* [Activity]: Every line below should be copied out exactly.
^^^^^^^^
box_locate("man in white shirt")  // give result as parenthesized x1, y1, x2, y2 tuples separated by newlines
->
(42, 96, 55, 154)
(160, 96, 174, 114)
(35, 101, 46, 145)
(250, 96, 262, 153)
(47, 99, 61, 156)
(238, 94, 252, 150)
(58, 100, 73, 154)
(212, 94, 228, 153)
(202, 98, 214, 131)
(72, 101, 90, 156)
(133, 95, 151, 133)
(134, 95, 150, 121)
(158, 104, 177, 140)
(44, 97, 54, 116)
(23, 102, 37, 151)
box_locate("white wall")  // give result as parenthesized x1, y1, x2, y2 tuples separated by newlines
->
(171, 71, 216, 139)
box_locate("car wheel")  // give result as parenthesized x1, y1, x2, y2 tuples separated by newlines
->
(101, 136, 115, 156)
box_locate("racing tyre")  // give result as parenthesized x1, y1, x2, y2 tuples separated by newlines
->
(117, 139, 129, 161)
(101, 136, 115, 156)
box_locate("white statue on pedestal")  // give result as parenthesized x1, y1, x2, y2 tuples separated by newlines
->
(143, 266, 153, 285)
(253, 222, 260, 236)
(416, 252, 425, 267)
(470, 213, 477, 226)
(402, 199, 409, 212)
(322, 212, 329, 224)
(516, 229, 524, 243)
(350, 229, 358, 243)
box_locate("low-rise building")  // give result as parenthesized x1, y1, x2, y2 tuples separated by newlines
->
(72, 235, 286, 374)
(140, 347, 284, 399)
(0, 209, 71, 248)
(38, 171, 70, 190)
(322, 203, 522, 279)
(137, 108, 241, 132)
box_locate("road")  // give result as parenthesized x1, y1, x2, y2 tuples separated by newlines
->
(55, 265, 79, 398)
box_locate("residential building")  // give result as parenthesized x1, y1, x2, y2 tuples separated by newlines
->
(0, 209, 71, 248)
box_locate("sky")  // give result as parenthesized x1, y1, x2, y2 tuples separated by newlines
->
^^^^^^^^
* [Answer to the problem]:
box_locate("man in white shirt")  // give result as parenthesized x1, y1, x2, y2 tuples separated by newlines
->
(42, 96, 55, 154)
(160, 96, 174, 114)
(35, 101, 46, 145)
(250, 96, 262, 153)
(47, 99, 61, 156)
(238, 94, 252, 150)
(58, 100, 73, 154)
(212, 94, 228, 153)
(202, 98, 214, 131)
(72, 101, 90, 156)
(133, 95, 151, 133)
(134, 95, 150, 121)
(158, 104, 177, 140)
(44, 97, 54, 116)
(23, 102, 37, 151)
box_locate("white wall")  // give result as parenthesized x1, y1, x2, y2 tuples separated by newlines
->
(171, 71, 216, 139)
box_locate("car wheel")  // give result as parenthesized x1, y1, x2, y2 tuples separated by newlines
->
(101, 136, 115, 156)
box_locate("racing tyre")  // give result as parenthesized x1, y1, x2, y2 tuples separated by newlines
->
(117, 139, 129, 161)
(101, 136, 115, 156)
box_locate("white statue on pedestal")  // give result as parenthesized x1, y1, x2, y2 tuples separated by newlines
->
(143, 266, 153, 285)
(253, 222, 260, 236)
(416, 252, 425, 267)
(470, 213, 477, 226)
(402, 199, 409, 212)
(322, 212, 329, 224)
(516, 229, 524, 243)
(350, 229, 358, 243)
box_locate("low-rise building")  // give result as parenthesized x1, y1, x2, y2 tuples separated by newlines
->
(72, 235, 286, 374)
(140, 347, 284, 399)
(0, 209, 71, 248)
(38, 171, 70, 190)
(322, 203, 522, 279)
(137, 108, 241, 132)
box_locate("road")  // give result as parenthesized x1, y1, x2, y2 tuples separated by newlines
->
(55, 265, 79, 398)
box_locate("residential building")  // give result as parenthesized x1, y1, x2, y2 tuples separated by newlines
->
(0, 209, 71, 248)
box_locate("sky")  // give result as parenthesized x1, y1, x2, y2 tuples separated by newlines
->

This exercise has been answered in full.